____ RECORDS TO USE

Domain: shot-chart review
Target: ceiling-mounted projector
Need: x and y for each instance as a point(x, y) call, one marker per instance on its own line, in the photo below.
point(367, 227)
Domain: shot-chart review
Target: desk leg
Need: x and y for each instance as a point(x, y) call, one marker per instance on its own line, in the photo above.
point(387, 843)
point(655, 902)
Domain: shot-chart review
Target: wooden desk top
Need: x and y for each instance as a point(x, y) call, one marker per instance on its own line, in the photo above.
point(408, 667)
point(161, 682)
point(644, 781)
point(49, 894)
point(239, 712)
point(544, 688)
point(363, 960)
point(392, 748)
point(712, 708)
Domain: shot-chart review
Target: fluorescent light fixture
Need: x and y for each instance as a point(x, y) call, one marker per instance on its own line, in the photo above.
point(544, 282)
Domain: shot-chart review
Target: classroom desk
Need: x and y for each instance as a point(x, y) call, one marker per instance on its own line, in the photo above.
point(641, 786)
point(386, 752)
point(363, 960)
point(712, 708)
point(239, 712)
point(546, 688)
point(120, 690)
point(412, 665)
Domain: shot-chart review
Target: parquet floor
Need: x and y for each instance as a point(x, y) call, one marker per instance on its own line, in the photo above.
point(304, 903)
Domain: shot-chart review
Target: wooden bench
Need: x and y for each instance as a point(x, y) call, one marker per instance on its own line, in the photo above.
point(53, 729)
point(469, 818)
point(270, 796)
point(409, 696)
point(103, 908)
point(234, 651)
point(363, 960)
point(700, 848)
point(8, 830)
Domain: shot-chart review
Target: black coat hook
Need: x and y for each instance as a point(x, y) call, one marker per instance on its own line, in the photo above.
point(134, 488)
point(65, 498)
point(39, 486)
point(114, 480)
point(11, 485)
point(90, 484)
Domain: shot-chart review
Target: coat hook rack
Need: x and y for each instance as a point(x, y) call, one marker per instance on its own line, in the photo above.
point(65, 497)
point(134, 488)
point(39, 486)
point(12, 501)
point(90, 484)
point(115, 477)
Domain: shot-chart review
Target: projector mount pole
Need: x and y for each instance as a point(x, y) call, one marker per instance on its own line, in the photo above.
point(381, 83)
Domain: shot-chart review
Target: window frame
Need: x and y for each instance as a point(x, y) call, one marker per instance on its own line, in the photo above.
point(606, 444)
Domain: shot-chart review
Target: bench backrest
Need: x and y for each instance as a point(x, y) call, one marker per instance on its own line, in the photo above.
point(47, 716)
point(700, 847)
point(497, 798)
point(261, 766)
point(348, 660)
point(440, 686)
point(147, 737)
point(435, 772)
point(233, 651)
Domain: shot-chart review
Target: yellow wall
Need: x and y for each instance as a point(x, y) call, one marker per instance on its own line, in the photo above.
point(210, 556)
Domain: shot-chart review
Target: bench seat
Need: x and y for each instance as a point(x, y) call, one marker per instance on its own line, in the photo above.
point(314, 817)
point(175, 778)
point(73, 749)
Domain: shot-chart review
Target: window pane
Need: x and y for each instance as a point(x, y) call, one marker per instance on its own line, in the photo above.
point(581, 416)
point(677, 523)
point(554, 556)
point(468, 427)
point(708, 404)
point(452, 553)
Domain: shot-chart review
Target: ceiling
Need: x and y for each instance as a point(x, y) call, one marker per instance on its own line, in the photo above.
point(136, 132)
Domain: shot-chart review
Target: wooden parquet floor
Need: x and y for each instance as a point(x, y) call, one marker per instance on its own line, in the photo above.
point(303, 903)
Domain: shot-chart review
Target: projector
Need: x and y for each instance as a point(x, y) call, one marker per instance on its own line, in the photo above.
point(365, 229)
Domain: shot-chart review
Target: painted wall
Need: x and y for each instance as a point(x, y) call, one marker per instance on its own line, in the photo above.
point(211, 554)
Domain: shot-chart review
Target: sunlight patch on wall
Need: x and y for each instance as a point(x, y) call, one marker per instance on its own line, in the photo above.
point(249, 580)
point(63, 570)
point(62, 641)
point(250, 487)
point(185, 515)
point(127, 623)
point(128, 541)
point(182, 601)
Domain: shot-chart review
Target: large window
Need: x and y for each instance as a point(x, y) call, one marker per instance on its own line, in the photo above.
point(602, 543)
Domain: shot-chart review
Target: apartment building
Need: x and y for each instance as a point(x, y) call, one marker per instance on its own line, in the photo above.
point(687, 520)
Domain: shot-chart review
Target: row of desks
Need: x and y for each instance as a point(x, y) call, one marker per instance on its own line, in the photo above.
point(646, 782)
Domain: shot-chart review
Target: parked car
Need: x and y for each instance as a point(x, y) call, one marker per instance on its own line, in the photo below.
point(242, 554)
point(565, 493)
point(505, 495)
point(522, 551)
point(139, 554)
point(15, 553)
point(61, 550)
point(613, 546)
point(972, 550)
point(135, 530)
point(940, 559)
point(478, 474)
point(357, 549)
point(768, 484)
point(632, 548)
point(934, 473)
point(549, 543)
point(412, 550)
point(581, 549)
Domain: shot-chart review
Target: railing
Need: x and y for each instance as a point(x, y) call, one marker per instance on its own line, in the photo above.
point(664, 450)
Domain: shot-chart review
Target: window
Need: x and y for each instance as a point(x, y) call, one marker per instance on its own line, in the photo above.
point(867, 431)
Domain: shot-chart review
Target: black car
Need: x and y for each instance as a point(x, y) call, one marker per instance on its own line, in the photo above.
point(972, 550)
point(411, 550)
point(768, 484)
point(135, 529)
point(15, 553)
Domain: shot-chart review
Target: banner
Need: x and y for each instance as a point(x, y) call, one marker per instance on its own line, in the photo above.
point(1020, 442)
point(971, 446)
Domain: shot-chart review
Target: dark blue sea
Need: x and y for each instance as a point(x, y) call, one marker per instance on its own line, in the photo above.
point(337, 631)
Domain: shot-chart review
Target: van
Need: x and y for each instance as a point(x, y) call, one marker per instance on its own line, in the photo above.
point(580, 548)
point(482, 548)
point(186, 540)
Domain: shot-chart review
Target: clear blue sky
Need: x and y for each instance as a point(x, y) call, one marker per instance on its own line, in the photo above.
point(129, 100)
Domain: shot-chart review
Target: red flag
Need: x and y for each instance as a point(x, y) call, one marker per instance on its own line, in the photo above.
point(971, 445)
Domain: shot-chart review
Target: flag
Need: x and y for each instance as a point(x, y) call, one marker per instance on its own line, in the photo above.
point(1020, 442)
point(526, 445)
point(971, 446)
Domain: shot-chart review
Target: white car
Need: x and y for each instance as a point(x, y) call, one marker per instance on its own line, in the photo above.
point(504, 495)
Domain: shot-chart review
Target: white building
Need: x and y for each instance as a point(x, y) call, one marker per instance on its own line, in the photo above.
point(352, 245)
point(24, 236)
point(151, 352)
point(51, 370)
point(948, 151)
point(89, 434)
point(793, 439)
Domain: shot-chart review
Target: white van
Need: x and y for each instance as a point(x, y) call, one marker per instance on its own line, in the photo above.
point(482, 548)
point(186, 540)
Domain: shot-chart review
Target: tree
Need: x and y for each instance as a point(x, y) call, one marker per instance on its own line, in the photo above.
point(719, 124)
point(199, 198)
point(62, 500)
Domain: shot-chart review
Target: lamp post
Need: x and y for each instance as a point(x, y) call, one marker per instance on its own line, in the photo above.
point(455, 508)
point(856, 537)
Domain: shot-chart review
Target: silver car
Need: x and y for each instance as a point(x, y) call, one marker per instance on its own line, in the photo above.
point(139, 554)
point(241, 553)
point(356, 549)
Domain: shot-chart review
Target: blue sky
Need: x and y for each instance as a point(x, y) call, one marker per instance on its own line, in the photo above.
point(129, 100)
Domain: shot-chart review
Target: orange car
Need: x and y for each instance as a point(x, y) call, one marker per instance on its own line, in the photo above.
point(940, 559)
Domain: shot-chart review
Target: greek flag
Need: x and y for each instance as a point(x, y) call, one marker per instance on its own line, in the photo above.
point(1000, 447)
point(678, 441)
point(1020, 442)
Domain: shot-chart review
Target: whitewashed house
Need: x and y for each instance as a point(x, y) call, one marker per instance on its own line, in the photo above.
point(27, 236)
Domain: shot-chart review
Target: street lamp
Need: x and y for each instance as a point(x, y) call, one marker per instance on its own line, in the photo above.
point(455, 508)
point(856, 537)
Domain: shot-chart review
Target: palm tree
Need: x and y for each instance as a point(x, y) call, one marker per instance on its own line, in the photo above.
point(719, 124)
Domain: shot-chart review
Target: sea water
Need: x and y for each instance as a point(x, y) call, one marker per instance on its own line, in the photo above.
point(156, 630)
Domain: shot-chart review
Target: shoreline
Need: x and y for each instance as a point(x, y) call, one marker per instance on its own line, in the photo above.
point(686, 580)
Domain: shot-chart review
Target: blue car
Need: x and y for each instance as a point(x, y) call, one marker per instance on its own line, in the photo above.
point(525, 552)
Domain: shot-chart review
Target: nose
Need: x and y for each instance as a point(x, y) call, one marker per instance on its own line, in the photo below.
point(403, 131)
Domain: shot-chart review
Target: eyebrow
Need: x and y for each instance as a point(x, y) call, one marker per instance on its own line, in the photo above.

________

== GIVEN REQUEST ==
Collect every line in the entries above that contains the word "floor", treating uppercase and lowercase as different.

== WORKED ANSWER ==
Target: parquet floor
Target: wooden parquet floor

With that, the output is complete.